DESCRIPTION OF THE TASK:
Report the tally of lines featuring the word "pool" in the entries below, without anything else.

DATA FOR THIS TASK:
++++++++++
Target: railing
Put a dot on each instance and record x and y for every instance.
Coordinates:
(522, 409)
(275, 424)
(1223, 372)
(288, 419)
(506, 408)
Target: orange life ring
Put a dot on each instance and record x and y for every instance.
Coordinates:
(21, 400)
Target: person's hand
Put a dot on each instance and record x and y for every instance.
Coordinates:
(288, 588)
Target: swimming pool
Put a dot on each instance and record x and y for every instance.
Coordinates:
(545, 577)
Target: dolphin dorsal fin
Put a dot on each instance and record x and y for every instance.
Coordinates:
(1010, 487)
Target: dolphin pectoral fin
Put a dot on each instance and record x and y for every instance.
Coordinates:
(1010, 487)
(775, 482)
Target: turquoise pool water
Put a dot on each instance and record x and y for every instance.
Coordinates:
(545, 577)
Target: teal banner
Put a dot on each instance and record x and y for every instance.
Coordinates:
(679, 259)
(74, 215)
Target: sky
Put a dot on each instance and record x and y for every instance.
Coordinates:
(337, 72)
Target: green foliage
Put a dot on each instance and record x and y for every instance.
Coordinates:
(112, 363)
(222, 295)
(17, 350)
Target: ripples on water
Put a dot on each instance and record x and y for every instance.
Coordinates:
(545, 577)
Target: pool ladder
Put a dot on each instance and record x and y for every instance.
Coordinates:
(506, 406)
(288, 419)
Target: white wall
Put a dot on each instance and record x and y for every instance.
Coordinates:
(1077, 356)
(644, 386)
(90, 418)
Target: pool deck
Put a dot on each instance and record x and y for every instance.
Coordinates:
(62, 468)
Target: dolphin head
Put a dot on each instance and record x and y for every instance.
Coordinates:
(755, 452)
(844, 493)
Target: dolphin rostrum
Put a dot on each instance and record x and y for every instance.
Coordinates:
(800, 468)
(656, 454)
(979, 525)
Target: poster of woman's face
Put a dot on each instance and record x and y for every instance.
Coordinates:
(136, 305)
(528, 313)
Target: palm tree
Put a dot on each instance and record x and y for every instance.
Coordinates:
++++++++++
RESPONSE AREA:
4